[DIRECTIONS FOR THIS TASK] Could you filter the records below and keep only the lines with the word "mass"?

*** Opening MATERIAL FOR THIS EXERCISE ***

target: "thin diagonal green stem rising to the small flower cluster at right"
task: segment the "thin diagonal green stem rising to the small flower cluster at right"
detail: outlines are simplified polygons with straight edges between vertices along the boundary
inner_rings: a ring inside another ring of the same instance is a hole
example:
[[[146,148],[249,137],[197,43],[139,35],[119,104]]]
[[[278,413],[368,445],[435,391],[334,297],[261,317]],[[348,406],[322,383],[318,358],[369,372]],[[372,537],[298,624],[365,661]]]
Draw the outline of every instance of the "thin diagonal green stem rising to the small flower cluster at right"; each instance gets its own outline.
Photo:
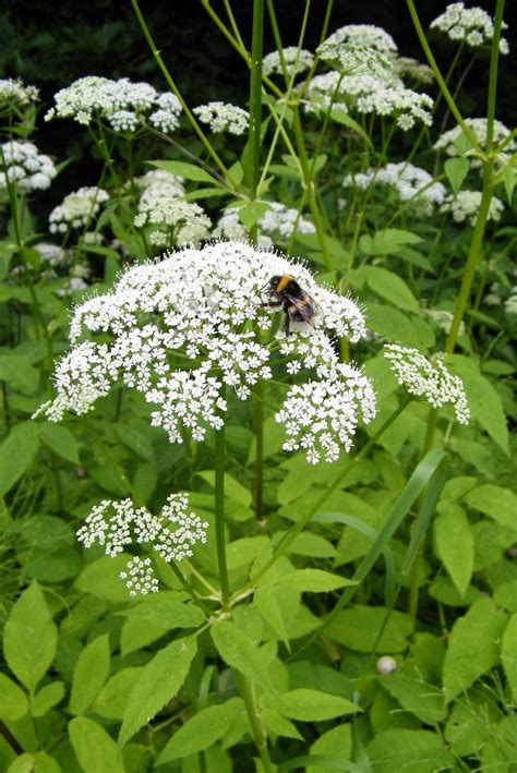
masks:
[[[236,600],[242,595],[242,593],[245,593],[250,588],[253,588],[256,585],[256,582],[263,577],[266,571],[268,571],[274,564],[278,560],[280,556],[282,556],[286,551],[292,545],[294,540],[297,539],[298,534],[300,534],[301,531],[306,527],[309,521],[313,516],[318,512],[318,510],[322,508],[322,506],[325,504],[325,502],[328,499],[330,494],[333,494],[345,481],[345,479],[348,476],[348,474],[353,470],[356,464],[363,459],[366,454],[369,454],[370,449],[373,448],[375,443],[378,440],[378,438],[386,432],[386,430],[393,424],[393,422],[397,419],[397,416],[405,410],[407,406],[411,402],[411,398],[407,396],[398,406],[398,408],[392,413],[388,419],[384,422],[384,424],[377,430],[377,432],[372,435],[372,437],[369,439],[369,442],[361,448],[361,450],[348,462],[346,468],[341,470],[341,472],[337,475],[337,478],[334,479],[333,483],[330,483],[329,486],[324,491],[322,496],[317,499],[317,502],[309,509],[309,511],[301,518],[291,529],[287,532],[287,534],[284,536],[281,542],[277,545],[275,553],[273,556],[269,558],[269,560],[260,569],[254,577],[251,578],[251,580],[239,591],[237,591],[232,600]]]

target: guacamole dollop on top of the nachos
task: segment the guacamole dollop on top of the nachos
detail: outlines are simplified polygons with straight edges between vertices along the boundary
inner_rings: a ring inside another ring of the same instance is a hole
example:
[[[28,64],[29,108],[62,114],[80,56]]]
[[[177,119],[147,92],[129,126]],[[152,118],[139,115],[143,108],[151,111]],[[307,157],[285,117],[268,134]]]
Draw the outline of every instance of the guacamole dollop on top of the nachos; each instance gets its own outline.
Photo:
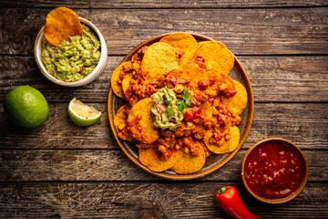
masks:
[[[151,113],[154,119],[154,126],[162,130],[175,130],[183,120],[184,111],[179,111],[176,105],[176,95],[173,89],[167,87],[159,89],[157,93],[151,95],[154,101]]]

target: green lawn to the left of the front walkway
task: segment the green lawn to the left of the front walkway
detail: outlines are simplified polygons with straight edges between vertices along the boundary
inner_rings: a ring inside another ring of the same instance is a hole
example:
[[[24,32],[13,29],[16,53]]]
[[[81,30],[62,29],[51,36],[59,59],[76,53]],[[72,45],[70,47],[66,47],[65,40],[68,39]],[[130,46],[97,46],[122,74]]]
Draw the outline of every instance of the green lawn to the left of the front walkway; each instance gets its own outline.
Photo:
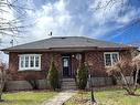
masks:
[[[43,101],[56,94],[47,91],[4,93],[2,95],[4,102],[1,102],[0,105],[41,105]]]

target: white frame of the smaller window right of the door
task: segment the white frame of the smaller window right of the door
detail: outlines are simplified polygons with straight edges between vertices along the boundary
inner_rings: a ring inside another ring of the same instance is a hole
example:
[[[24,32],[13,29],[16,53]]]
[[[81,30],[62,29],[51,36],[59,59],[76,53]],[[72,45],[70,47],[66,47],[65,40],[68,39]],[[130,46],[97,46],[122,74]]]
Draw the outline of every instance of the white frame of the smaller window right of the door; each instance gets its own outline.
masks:
[[[106,64],[106,54],[110,55],[110,61],[111,61],[111,65],[107,65]],[[117,54],[117,57],[119,60],[119,52],[104,52],[104,63],[105,63],[105,67],[110,67],[114,64],[114,59],[112,59],[112,54]]]

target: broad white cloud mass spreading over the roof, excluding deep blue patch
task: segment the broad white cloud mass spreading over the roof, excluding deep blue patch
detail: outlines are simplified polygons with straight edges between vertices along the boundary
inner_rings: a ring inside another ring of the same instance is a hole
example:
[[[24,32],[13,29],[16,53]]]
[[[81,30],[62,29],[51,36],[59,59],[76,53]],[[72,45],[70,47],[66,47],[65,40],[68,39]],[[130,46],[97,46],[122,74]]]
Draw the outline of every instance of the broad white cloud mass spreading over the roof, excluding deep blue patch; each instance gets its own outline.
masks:
[[[138,18],[140,9],[134,6],[127,6],[128,0],[28,0],[26,6],[34,11],[26,11],[28,23],[35,24],[24,34],[24,39],[18,39],[18,43],[25,43],[34,40],[49,38],[52,31],[53,36],[58,35],[88,35],[100,38],[108,32],[123,28],[126,24]],[[121,2],[123,1],[123,2]],[[123,4],[123,6],[122,6]],[[100,6],[101,9],[96,8]],[[23,23],[24,24],[24,23]]]

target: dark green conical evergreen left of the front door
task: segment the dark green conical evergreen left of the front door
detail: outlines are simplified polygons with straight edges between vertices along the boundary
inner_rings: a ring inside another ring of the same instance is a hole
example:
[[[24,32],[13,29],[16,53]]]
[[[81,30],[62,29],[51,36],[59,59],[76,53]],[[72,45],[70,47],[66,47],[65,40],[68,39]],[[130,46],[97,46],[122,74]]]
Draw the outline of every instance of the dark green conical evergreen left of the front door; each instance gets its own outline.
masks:
[[[49,83],[51,85],[51,87],[55,91],[56,88],[58,88],[58,71],[56,70],[55,65],[54,65],[54,61],[52,59],[51,61],[51,65],[50,65],[50,70],[49,70]]]

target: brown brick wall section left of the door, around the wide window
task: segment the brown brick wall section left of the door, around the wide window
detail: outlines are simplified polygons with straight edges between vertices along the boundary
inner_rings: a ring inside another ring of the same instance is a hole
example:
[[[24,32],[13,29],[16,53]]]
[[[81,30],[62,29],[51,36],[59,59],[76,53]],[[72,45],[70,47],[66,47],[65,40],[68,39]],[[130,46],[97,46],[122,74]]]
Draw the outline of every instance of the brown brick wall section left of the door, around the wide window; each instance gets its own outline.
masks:
[[[21,81],[25,80],[28,77],[30,78],[45,78],[47,71],[50,69],[50,62],[51,62],[51,56],[52,53],[40,53],[42,54],[41,56],[41,71],[18,71],[19,70],[19,54],[21,53],[10,53],[9,57],[9,72],[11,74],[12,80]],[[29,54],[29,53],[28,53]],[[61,54],[54,53],[54,61],[55,61],[55,66],[57,70],[61,70]]]

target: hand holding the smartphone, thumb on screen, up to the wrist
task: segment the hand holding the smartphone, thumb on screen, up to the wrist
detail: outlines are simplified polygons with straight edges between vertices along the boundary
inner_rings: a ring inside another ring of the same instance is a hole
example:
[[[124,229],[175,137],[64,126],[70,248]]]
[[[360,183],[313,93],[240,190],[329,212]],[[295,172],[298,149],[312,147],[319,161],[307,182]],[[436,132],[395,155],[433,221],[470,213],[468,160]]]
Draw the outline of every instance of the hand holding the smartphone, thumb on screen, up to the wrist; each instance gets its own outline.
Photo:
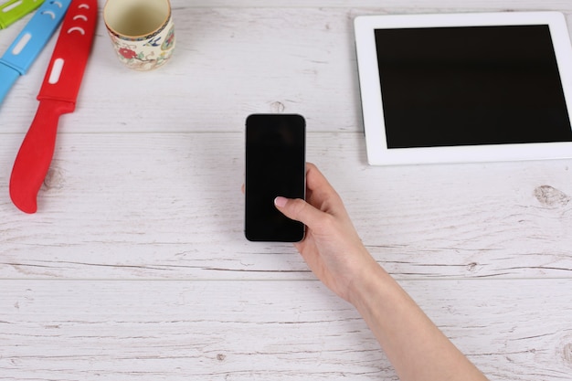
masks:
[[[352,285],[376,261],[355,231],[340,196],[314,164],[306,164],[306,200],[277,197],[275,206],[307,227],[294,246],[312,272],[351,302]]]

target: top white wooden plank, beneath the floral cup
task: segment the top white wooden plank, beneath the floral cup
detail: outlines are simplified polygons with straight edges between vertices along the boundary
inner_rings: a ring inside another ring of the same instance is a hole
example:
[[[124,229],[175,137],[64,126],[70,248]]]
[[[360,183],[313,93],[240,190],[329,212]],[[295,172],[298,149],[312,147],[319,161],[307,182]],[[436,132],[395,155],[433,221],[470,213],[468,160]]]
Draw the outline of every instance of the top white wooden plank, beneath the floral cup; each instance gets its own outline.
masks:
[[[270,7],[220,4],[174,2],[175,56],[148,73],[121,66],[100,19],[78,108],[67,116],[73,131],[238,132],[249,113],[275,111],[302,113],[316,131],[362,131],[355,16],[538,9],[529,1],[392,2],[374,8],[360,7],[371,2],[340,1],[323,8],[285,2],[264,2]],[[567,1],[542,8],[572,14]],[[24,22],[0,31],[0,51]],[[0,133],[29,127],[54,43],[55,38],[0,107]]]

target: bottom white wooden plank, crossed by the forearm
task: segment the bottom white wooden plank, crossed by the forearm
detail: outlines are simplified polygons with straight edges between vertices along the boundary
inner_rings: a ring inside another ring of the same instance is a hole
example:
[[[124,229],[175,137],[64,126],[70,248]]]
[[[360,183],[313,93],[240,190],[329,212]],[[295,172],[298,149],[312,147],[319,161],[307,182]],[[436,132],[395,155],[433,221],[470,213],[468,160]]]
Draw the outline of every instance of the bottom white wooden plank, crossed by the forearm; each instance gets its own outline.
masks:
[[[404,287],[491,379],[569,379],[571,280]],[[396,379],[317,281],[0,281],[0,379]]]

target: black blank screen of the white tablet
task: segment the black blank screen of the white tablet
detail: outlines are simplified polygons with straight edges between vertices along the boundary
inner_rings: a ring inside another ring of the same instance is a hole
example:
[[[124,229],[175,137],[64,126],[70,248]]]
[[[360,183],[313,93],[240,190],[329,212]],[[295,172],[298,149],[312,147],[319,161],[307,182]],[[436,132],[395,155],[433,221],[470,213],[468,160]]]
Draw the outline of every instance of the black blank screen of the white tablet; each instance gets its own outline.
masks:
[[[548,26],[376,29],[387,147],[572,142]]]

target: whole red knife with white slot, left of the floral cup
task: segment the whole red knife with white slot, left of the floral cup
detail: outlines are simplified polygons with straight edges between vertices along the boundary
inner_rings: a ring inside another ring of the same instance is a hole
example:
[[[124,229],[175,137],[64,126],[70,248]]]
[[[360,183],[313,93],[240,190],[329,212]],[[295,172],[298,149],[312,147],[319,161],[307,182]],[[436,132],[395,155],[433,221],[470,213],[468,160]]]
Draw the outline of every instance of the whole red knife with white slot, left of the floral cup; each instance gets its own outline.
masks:
[[[98,16],[97,0],[72,0],[37,95],[36,117],[16,156],[10,197],[20,210],[37,211],[37,192],[54,155],[59,116],[76,108]]]

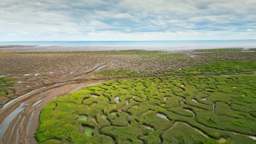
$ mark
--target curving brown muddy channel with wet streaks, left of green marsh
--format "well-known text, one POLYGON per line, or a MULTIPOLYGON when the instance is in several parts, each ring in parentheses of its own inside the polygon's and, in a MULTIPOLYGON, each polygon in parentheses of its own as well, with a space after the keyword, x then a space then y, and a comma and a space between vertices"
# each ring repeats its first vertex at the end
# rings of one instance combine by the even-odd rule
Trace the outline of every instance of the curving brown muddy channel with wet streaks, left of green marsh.
POLYGON ((0 111, 0 143, 37 143, 34 134, 39 124, 40 111, 46 104, 60 95, 102 82, 104 81, 61 83, 16 99, 0 111))

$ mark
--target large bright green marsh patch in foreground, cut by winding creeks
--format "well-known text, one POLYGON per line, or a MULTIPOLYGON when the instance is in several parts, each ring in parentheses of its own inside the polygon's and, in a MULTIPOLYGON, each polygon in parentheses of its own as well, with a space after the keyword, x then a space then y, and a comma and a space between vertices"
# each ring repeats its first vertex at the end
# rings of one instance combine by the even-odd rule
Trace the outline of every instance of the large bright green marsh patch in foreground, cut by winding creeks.
POLYGON ((256 135, 255 81, 255 75, 110 80, 51 101, 41 112, 36 139, 254 143, 246 135, 256 135))

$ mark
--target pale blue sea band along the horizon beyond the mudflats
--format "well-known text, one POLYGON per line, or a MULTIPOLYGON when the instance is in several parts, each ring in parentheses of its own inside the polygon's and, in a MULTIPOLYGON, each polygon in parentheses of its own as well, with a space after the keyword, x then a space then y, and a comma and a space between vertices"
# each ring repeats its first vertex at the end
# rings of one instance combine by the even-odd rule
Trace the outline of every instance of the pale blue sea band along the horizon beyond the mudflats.
MULTIPOLYGON (((218 48, 255 48, 256 40, 173 40, 173 41, 7 41, 0 46, 84 47, 84 50, 194 50, 218 48), (90 48, 90 49, 89 49, 90 48)), ((80 49, 80 48, 79 48, 80 49)))

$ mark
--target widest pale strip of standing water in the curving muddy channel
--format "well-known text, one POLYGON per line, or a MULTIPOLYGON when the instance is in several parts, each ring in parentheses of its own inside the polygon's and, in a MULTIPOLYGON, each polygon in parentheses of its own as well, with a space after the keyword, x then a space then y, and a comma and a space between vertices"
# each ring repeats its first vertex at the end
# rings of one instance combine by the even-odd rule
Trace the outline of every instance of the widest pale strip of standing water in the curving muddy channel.
POLYGON ((20 106, 15 109, 13 112, 11 112, 4 121, 0 124, 0 140, 3 139, 3 136, 5 134, 5 131, 8 129, 10 123, 13 121, 13 119, 25 109, 25 103, 20 104, 20 106))

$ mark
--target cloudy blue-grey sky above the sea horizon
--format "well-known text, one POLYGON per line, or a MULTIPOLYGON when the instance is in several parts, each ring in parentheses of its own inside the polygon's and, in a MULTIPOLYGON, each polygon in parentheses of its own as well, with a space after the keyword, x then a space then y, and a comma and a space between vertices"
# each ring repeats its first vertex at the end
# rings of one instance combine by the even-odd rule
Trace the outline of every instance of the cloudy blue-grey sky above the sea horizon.
POLYGON ((1 0, 0 41, 256 39, 255 0, 1 0))

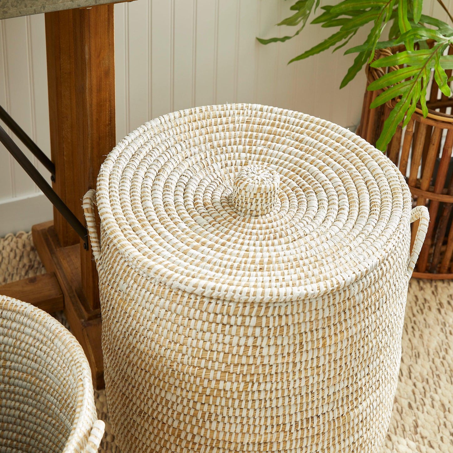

*** Closing MATERIAL FOR THIS EXERCISE ***

[RESPONSE TO THIS TASK]
target: broad white cloud mass spreading over the roof, excluding deep blue patch
task: segment the broad white cloud mass spreading over the roof, excluding deep blue patch
Draw the outline of every instance of the broad white cloud mass spreading over the roof, excluding deep blue patch; each instance gets its own outline.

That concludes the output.